_Stated problem:_ Extract every line of the listing below and copy each one verbatim, without changing any character.
# # #
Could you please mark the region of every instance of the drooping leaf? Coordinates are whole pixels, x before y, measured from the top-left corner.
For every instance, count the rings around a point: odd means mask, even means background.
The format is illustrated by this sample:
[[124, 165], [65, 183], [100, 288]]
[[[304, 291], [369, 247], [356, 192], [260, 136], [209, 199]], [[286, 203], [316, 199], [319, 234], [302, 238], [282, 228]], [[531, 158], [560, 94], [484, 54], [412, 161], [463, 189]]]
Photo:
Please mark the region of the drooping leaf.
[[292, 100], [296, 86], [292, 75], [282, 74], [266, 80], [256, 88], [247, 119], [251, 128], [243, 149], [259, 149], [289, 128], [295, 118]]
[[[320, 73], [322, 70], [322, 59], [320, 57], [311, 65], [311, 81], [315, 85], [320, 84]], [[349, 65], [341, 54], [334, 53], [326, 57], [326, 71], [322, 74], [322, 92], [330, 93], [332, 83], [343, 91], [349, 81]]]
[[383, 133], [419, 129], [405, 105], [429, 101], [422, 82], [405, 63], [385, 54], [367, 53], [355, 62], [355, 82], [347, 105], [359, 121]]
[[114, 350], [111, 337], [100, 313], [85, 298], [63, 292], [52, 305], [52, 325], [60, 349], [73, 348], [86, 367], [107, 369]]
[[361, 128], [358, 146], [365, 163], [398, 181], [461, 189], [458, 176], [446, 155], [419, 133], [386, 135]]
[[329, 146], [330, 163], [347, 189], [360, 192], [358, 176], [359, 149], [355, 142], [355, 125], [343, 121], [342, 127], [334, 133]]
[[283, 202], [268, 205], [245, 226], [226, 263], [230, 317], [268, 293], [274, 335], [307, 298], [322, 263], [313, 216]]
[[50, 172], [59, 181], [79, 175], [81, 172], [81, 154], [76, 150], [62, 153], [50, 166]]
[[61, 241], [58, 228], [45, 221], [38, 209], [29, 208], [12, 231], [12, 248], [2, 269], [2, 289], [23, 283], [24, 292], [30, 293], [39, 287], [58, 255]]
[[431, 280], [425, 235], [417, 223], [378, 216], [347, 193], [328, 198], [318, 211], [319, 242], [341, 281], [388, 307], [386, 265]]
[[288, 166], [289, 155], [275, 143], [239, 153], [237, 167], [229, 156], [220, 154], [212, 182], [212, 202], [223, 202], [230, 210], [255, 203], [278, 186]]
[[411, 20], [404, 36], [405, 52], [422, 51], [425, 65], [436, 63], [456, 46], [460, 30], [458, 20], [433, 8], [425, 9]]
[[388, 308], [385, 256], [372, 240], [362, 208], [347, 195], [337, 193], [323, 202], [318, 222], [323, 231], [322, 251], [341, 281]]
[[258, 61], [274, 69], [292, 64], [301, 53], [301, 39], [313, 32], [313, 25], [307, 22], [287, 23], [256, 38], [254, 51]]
# # #
_Result of this task:_
Could you please mark the region of every instance of the drooping leaf? Coordinates are whole pixels, x before y, measured from the top-left corner.
For every instance, count the rings around a point: odd means mask, even means background.
The format is illustrated by this sample:
[[124, 165], [65, 183], [100, 288]]
[[[304, 291], [369, 247], [356, 192], [260, 136], [209, 199]], [[286, 203], [316, 199], [319, 234], [302, 238], [282, 228]], [[531, 158], [560, 94], [484, 54], [412, 161], [463, 189]]]
Photo:
Please mark the region of the drooping leaf.
[[292, 100], [296, 86], [292, 75], [282, 74], [266, 80], [256, 88], [247, 119], [251, 128], [243, 149], [259, 149], [289, 128], [295, 118]]
[[[320, 73], [322, 70], [322, 59], [320, 57], [311, 65], [311, 81], [315, 85], [320, 84]], [[349, 65], [341, 54], [334, 53], [326, 57], [326, 71], [322, 74], [322, 92], [330, 93], [332, 83], [343, 91], [349, 81]]]
[[383, 133], [419, 129], [405, 105], [429, 101], [422, 82], [405, 63], [385, 54], [367, 53], [355, 62], [355, 82], [347, 105], [359, 121]]
[[114, 350], [111, 337], [100, 313], [85, 298], [63, 292], [52, 305], [52, 325], [60, 349], [73, 348], [86, 367], [107, 369]]
[[361, 128], [358, 146], [365, 163], [398, 181], [461, 189], [458, 176], [446, 155], [419, 133], [386, 135]]
[[329, 146], [330, 163], [347, 189], [360, 192], [358, 176], [359, 149], [355, 142], [355, 125], [343, 121], [342, 127], [334, 133]]
[[283, 202], [268, 205], [245, 226], [226, 263], [230, 317], [268, 293], [274, 335], [307, 298], [322, 263], [313, 216]]
[[50, 172], [59, 181], [79, 175], [81, 172], [81, 154], [76, 150], [62, 153], [50, 166]]
[[61, 241], [58, 228], [45, 221], [38, 209], [29, 208], [12, 231], [12, 248], [2, 269], [2, 289], [23, 283], [24, 292], [30, 293], [39, 287], [58, 255]]
[[431, 280], [425, 235], [417, 223], [378, 216], [347, 193], [328, 198], [318, 211], [319, 242], [341, 281], [388, 307], [386, 265]]
[[288, 166], [289, 155], [275, 143], [239, 153], [237, 167], [229, 156], [220, 154], [212, 182], [212, 202], [223, 202], [230, 210], [255, 203], [278, 186]]
[[411, 20], [404, 36], [405, 52], [422, 51], [425, 65], [436, 63], [456, 46], [460, 30], [458, 20], [433, 8], [425, 9]]
[[388, 308], [385, 256], [372, 240], [362, 208], [347, 195], [337, 193], [323, 202], [318, 222], [323, 231], [322, 251], [341, 281]]
[[258, 61], [274, 69], [292, 64], [301, 53], [301, 39], [313, 32], [313, 25], [307, 22], [287, 23], [256, 38], [254, 51]]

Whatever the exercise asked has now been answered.